ОТРЫВОК →

________

Совершенно показательно в этой связи, что и личное участие толкователя-символиста в обсуждаемом предмете имеет немаловажное значение, так как обеспечивает более углубленное и тонкое восприятие темы. Поэтому именно в главе о колоколах Зауэр, всю жизнь занимавшийся возрождением колокольного звона и сохранением старинных колоколен в родном Бадене[134], позволяет себе некоторые субъективные отступления одновременно и общетеоретического, и индивидуально-поэтического порядка. И их мы как раз и коснемся с максимальной, впрочем, сдержанностью – за неимением места.
Во-первых, замечательно наблюдение: чем, так сказать, мельче подвергаемые символизации элементы, тем глубже и свободнее может быть символика, хотя, порой и неожиданнее, особенно когда сопоставляются вещи одушевленные и неодушевленные, конкретные предметы и отвлеченные понятия. Чего стоит, например, традиция толкования движения колокола вверх и вниз как двух направлений в духовной жизни священника-проповедника (вниз – повседневная активная жизнь, вверх – созерцательное восхождение при чтении Писания, вниз – буквальное понимание Писания, вверх – духовное толкование и т. д.). Понятно, почему «самая незаметная малость» обретает «особо примечательную символику»[135]. Это возможно потому, что подобная мелочь почти что лишена собственного значения.

________

ФРАГМЕНТЫ ЛИСТИНГА →
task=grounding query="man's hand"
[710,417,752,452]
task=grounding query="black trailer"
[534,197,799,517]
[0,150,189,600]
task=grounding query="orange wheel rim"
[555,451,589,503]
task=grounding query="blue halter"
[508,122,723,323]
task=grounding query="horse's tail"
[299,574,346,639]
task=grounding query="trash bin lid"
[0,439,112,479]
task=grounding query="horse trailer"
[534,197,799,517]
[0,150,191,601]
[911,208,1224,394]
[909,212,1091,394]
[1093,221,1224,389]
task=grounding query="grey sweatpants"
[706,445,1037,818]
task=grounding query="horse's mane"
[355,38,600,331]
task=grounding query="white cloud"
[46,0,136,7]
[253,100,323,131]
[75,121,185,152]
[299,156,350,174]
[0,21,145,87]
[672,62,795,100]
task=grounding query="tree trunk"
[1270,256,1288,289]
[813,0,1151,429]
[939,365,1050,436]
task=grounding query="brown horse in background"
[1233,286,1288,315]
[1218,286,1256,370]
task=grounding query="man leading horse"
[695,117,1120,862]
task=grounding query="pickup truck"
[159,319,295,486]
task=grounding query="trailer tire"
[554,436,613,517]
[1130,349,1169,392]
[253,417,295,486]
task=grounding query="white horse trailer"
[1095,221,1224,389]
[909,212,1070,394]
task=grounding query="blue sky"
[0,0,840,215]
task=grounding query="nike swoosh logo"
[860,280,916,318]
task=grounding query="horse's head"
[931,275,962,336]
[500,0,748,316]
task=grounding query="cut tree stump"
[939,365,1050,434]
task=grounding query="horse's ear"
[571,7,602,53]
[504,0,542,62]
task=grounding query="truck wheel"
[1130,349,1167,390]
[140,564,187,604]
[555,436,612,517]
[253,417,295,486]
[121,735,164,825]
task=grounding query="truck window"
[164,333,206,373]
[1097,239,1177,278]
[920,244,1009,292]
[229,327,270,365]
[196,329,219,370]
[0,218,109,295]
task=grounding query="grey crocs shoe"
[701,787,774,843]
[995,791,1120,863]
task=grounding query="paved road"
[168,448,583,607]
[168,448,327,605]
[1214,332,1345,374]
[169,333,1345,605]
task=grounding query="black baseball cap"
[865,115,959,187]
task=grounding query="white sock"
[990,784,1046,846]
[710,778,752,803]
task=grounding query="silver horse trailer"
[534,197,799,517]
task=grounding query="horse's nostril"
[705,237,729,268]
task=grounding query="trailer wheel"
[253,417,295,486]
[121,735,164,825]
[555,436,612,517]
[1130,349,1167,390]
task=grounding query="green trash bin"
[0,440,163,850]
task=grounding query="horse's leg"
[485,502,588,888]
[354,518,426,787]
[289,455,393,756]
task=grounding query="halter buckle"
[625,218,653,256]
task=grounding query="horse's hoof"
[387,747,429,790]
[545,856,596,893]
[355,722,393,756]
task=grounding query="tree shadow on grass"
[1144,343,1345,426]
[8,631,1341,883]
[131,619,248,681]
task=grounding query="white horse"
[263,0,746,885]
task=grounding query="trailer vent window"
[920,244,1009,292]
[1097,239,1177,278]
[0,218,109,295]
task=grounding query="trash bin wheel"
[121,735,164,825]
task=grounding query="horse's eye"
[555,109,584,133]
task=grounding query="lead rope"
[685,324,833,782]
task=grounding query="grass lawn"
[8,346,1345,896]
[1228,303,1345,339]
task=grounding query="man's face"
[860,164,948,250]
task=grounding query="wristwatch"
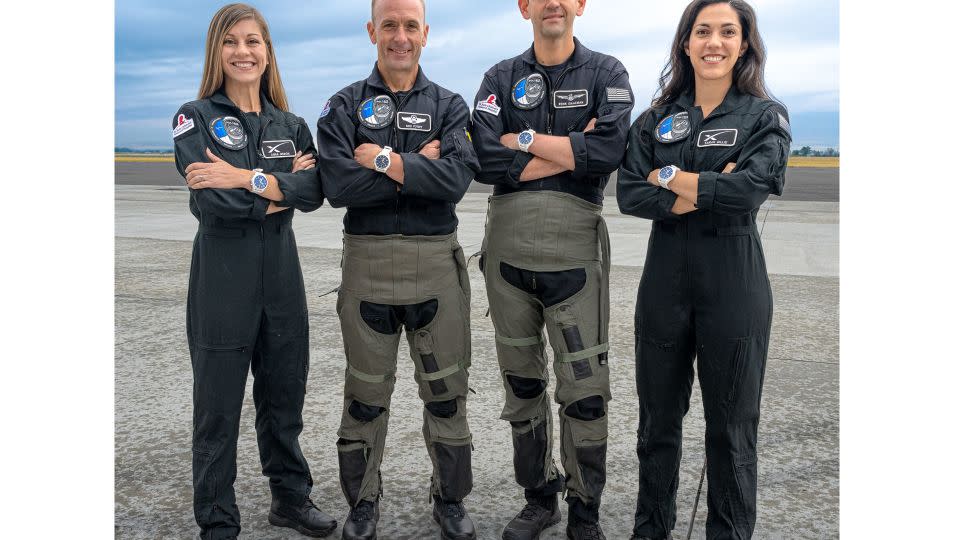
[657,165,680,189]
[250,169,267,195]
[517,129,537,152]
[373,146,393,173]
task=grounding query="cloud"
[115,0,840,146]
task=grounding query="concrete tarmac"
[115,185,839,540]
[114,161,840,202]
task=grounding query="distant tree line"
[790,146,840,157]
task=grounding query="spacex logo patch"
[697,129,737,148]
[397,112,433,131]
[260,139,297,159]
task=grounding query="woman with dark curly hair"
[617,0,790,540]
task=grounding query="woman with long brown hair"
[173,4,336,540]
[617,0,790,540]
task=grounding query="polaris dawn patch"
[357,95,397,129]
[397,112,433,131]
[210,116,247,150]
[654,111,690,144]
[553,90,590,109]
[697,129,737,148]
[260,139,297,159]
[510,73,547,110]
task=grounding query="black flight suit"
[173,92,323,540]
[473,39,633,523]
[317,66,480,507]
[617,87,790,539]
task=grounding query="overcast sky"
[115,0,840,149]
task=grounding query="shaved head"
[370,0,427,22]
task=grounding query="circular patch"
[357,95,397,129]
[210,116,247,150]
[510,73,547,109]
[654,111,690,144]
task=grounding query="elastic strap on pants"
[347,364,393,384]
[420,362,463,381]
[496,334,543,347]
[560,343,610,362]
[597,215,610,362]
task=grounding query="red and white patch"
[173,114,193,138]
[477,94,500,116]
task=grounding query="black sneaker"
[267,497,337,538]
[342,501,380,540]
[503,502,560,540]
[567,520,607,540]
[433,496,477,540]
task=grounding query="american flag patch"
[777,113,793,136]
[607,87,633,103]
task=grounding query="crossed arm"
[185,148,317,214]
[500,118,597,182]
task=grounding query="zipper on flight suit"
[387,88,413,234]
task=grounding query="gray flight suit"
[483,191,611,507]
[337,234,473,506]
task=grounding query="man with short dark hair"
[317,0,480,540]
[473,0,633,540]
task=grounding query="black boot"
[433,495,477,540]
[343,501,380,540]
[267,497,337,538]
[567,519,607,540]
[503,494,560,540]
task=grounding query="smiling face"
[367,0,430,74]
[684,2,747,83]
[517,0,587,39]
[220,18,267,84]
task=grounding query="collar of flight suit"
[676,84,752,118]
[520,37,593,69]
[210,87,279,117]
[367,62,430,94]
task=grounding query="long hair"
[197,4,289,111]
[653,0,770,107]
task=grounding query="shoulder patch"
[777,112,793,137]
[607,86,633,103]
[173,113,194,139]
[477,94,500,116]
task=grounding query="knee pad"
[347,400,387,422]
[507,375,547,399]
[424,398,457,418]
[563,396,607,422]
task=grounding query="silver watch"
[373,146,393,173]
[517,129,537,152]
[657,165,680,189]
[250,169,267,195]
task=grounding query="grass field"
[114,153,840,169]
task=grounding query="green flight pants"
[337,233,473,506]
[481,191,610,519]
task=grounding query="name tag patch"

________

ЗАДАНИЕ 1 →
Ответьте по отрывку о символике колоколов:
(а) Чем всю жизнь занимался Зауэр?
(б) Что, согласно отрывку, обеспечивает личное участие толкователя-символиста в обсуждаемом предмете?
(в) Какие два значения движения колокола вверх названы в отрывке?
ЗАДАНИЕ 2 → Перепишите листинг в CSV с двумя столбцами, «формулировка» и «ответ»: по строке на каждую формулировку, каждое значение одним полем в кавычках, переносы строк заменены пробелами. Возьмите только часть от начала листинга до строки с «[500,0,748,316]» включительно.

ПИСЬМЕННЫЙ ОТВЕТ 1 →
(а) Возрождением колокольного звона и сохранением старинных колоколен в родном Бадене.
(б) Более углубленное и тонкое восприятие темы.
(в) Созерцательное восхождение при чтении Писания и духовное толкование.

ПИСЬМЕННЫЙ ОТВЕТ 2 →
формулировка,ответ
"task=grounding query=""man's hand""","[710,417,752,452]"
"task=grounding query=""black trailer""","[534,197,799,517] [0,150,189,600]"
"task=grounding query=""orange wheel rim""","[555,451,589,503]"
"task=grounding query=""blue halter""","[508,122,723,323]"
"task=grounding query=""horse's tail""","[299,574,346,639]"
"task=grounding query=""trash bin lid""","[0,439,112,479]"
"task=grounding query=""horse trailer""","[534,197,799,517] [0,150,191,601] [911,208,1224,394] [909,212,1091,394] [1093,221,1224,389]"
"task=grounding query=""grey sweatpants""","[706,445,1037,818]"
"task=grounding query=""horse's mane""","[355,38,600,331]"
"task=grounding query=""white cloud""","[46,0,136,7] [253,100,323,131] [75,121,185,152] [299,156,350,174] [0,21,145,87] [672,62,795,100]"
"task=grounding query=""tree trunk""","[1270,256,1288,289] [813,0,1151,429] [939,365,1050,436]"
"task=grounding query=""brown horse in background""","[1233,286,1288,315] [1218,286,1256,370]"
"task=grounding query=""man leading horse""","[695,117,1120,862]"
"task=grounding query=""pickup truck""","[159,319,295,486]"
"task=grounding query=""trailer tire""","[554,436,613,517] [1130,349,1169,392] [253,417,295,486]"
"task=grounding query=""white horse trailer""","[1095,221,1224,389] [909,212,1070,394]"
"task=grounding query=""blue sky""","[0,0,840,215]"
"task=grounding query=""nike swoosh logo""","[860,280,916,318]"
"task=grounding query=""horse's head""","[931,275,962,336] [500,0,748,316]"